[Supplied information]
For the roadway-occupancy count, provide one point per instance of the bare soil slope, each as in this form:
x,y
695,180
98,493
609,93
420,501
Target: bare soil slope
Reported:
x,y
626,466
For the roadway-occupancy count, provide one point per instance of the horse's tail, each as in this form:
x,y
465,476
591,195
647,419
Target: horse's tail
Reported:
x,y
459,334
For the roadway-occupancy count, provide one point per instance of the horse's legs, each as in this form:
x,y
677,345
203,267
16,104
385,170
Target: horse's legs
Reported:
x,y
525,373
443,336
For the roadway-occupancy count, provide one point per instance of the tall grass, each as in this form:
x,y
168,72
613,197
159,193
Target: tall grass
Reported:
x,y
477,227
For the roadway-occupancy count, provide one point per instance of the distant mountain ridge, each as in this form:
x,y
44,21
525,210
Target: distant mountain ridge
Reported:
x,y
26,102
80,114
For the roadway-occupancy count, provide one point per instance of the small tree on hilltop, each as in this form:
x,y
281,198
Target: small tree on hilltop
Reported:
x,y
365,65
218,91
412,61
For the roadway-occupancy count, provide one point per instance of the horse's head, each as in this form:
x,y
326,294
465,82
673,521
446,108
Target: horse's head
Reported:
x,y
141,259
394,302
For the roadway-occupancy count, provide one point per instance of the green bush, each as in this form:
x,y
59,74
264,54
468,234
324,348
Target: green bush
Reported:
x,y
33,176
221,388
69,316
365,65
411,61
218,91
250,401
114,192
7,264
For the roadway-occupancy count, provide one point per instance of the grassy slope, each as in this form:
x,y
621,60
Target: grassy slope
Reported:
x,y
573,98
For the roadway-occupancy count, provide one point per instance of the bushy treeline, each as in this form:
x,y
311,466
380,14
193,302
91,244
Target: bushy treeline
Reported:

[Work item]
So that the data stays intact, repeat all of it exactly.

[The answer]
For the roadway-occupancy count, provide one point per instance of the bare soil slope, each as in this form:
x,y
695,180
98,493
609,93
420,501
Target: bare soil slope
Reported:
x,y
626,466
For the roadway-occupancy count, provide one point per instance of the horse's tail, each as in this form:
x,y
465,476
591,195
647,419
Target: horse's tail
Reported:
x,y
459,334
For the roadway-occupancy count, provide one point per instance of the horse's legs, each as in this form:
x,y
677,345
203,267
16,104
385,170
Target: horse's legs
Reported:
x,y
525,373
443,336
For the roadway-occupancy count, provide one point per instance of the tall grass, each as in this form:
x,y
168,72
613,197
159,193
Target: tall grass
Reported:
x,y
477,227
For the roadway-occupancy count, provide one point per instance of the distant mountain ridge, each as in this form:
x,y
44,21
525,210
Target: distant mountain ridge
Reported:
x,y
26,102
80,114
For the roadway-occupancy count, provide one point per instance of the small tree on hilltop, each as in this form:
x,y
281,198
Target: small tree on hilltop
Reported:
x,y
365,65
218,91
412,61
For the roadway-occupancy count, provide one point per instance of the horse's head, each as in this form:
x,y
326,294
465,82
673,521
446,108
Target: horse's head
Reported:
x,y
141,259
394,302
For the roadway-occupancy count, provide one point per instance of the green bush, each as in this form:
x,y
59,74
264,54
468,234
324,348
Target: green bush
Reported:
x,y
33,176
221,388
69,316
365,65
411,61
218,91
250,401
114,192
7,264
For the roadway-occupancy count, provide one point per instance of the grassy slope, each as in this form:
x,y
621,60
Target: grassy slope
Reported:
x,y
573,98
For the roadway-occupancy count, provide one point per instance of the bushy treeline, each as in this form:
x,y
311,466
380,14
193,302
91,244
Target: bushy treeline
Reported:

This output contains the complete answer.